Źródło.
# # # #

Zebrało się trzech uczonych mężów, a że o rodzimej polszczyźnie naszej pogwarzyć pragnęli, doprosili mnie do kompanii, bym czas z nimi wesoło spędzając, konwersację ich moderował.
Tak brzmią pierwsze słowa wstępu do książki Wszystko zależy od przyimka, będącej zapisem rozmów o kulturze i kondycji współczesnej polszczyzny, prowadzonych przez trzech wybitnych polskich językoznawców: Jerzego Bralczyka, Jana Miodka i Andrzeja Markowskiego. W dalszej części wstępu moderujący rozmowy profesorów dziennikarz — Jerzy Sosnowski próbuje jeszcze kilkakrotnie napisać to samo, co w pierwszym zdaniu, szukając odpowiednich słów. Za każdym razem bezskutecznie. Jednak już te próby właściwego opisu, o czym jest książka, mówią, czego można się spodziewać w dalszej części.
Widząc na okładce nazwiska trzech znanych językoznawców, można się bowiem spodziewać czegoś na kształt poradnika poprawnej polszczyzny, tymczasem językoznawcy po prostu rozmawiają o tym, czym się zawodowo zajmują, czyli o języku rodzimym, o tym co ich w tym języku zachwyca, co drażni, co się zmienia i w jakim kierunku idą zmiany. Rozmawiają o języku typowym dla użytkowników internetu, języku reklamy, języku polityki czy o — coraz silniejszym — wpływie języka angielskiego na polski. Pomimo moderacji rozmowy często odbiegają od wyznaczonego tematu, by tylko czasami powrócić do głównego wątku. Z rozmów wynika, że nie ma czegoś takiego, jak jedna wzorcowa polszczyzna. To, co jest dopuszczalne, i nawet prawidłowe w rozmowach między studentami, będzie już niestosowne w rozmowie pomiędzy studentem a wykładowcą; sposób, w jaki pracownicy naukowi rozmawiają pomiędzy sobą, nie będzie już właściwy kiedy będą rozmawiać ze studentami albo kiedy będą występować publicznie. Wszystko zależy bowiem, nie tylko — jak sugeruje tytuł książki — od przyimka, ale i od kontekstu sytuacyjnego.

# # # #

Zarejestrowane dane.
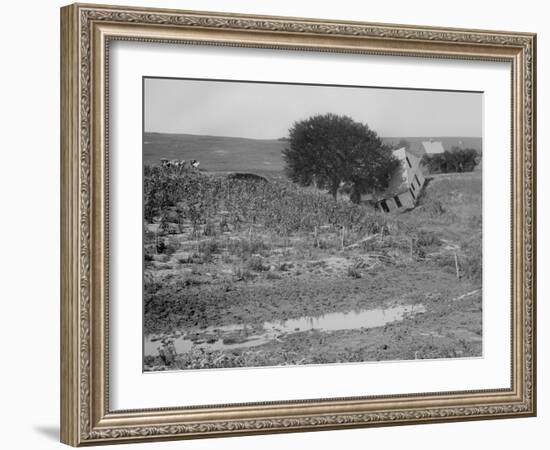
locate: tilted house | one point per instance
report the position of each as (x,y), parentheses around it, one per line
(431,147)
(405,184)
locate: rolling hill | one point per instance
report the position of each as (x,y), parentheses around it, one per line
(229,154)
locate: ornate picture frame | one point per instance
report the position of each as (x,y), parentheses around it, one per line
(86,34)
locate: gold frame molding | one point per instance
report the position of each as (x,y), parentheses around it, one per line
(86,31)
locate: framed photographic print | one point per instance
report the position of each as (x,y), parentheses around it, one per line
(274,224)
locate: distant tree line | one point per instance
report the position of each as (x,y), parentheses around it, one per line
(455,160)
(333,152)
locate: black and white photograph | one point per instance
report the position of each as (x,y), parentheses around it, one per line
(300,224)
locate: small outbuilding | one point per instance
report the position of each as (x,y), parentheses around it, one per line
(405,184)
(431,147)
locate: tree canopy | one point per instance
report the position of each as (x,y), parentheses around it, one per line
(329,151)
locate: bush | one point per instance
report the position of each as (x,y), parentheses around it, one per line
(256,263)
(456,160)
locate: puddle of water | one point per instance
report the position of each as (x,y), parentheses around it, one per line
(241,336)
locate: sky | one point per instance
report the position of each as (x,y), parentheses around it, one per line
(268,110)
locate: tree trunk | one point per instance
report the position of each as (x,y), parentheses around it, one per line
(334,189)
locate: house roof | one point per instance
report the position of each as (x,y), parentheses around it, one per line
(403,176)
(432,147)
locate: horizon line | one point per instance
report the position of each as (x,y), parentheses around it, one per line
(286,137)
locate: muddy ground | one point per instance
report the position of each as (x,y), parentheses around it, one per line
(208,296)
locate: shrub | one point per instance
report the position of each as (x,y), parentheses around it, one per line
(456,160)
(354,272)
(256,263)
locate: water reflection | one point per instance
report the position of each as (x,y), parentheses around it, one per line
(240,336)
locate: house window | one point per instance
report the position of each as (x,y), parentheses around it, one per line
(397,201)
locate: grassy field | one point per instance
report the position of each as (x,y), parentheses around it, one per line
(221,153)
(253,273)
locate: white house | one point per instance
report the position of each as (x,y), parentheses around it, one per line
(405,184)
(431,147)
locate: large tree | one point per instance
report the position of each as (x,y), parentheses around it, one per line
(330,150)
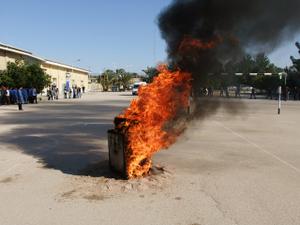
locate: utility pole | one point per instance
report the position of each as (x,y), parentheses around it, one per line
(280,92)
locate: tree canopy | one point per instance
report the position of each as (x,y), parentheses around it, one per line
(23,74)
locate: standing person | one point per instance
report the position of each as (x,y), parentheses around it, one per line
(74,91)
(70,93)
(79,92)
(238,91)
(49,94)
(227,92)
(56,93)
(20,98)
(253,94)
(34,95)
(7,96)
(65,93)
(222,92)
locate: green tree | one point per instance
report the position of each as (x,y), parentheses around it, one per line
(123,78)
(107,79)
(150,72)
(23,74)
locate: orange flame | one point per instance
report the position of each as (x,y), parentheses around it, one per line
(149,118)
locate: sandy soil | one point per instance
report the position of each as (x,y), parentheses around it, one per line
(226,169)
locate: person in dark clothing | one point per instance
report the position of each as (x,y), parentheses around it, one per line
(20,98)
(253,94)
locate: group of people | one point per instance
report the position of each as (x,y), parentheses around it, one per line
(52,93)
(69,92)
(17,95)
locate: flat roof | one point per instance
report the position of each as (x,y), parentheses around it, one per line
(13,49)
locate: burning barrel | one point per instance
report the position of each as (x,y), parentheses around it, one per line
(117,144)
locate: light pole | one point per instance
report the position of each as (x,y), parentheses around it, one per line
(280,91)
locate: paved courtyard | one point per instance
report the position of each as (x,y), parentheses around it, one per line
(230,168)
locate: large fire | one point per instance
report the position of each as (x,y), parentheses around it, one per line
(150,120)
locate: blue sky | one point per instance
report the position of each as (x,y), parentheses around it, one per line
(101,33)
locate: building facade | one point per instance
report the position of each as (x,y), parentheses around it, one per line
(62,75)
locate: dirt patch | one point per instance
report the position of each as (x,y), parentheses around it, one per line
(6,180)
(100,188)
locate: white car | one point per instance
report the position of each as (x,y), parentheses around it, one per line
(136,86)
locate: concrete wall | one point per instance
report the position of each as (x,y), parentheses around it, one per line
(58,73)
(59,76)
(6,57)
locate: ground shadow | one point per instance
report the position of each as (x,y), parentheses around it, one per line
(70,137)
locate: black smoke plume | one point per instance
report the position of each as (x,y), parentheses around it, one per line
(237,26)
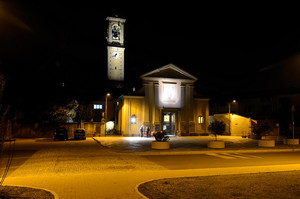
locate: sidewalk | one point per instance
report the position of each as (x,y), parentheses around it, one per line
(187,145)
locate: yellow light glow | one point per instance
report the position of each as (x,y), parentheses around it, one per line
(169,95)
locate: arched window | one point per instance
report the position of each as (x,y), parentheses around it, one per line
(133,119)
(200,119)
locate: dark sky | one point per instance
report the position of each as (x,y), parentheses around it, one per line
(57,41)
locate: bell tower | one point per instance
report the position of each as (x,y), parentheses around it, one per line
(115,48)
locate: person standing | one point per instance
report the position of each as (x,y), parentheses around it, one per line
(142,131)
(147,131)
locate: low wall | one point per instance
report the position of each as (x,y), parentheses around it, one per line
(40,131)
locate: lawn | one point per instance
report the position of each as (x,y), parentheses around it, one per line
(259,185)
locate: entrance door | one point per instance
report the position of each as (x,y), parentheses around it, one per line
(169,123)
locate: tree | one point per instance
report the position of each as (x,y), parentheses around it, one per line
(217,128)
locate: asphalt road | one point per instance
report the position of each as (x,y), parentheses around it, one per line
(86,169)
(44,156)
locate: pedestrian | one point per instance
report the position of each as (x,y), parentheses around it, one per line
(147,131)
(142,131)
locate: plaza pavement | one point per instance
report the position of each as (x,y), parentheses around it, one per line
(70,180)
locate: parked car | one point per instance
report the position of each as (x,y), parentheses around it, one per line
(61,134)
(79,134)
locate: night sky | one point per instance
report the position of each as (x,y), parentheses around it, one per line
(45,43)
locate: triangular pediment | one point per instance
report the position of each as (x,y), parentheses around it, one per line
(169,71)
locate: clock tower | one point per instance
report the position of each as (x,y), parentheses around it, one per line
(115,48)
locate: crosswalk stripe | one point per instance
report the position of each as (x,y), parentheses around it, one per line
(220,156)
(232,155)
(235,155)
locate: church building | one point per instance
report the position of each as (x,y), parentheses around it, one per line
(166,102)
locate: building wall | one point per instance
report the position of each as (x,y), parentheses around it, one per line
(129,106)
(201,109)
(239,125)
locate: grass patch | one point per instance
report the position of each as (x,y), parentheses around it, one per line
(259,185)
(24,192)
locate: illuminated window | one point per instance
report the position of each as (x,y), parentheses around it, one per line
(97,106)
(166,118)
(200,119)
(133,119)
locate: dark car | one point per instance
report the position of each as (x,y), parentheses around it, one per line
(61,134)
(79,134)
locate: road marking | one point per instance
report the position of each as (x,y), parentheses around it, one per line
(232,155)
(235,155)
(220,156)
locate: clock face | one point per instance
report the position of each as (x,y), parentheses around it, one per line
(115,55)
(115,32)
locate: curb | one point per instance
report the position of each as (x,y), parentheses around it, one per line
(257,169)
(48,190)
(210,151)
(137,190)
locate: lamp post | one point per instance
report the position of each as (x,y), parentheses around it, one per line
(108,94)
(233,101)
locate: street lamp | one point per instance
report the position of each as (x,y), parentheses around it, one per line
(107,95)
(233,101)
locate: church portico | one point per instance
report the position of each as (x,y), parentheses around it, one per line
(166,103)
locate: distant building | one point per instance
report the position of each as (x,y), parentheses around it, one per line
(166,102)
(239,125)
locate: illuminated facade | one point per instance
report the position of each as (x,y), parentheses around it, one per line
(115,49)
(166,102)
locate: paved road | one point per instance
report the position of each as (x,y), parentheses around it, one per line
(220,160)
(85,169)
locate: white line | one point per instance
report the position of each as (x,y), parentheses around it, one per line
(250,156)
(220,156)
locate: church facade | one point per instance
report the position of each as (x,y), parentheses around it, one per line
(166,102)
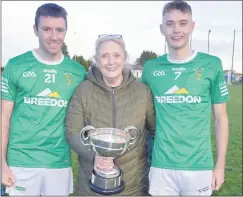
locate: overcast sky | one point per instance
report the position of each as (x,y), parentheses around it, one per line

# # # #

Ćwiczenie. Przepisz z tekstu o książce fragment zaczynający się od słów „Zebrało się trzech” i ciągnący się aż do słów „konwersację ich moderował.”. Dane pochodzą z innego źródła niż tekst o książce.

Odpowiedź pisemna.
Zebrało się trzech uczonych mężów, a że o rodzimej polszczyźnie naszej pogwarzyć pragnęli, doprosili mnie do kompanii, bym czas z nimi wesoło spędzając, konwersację ich moderował.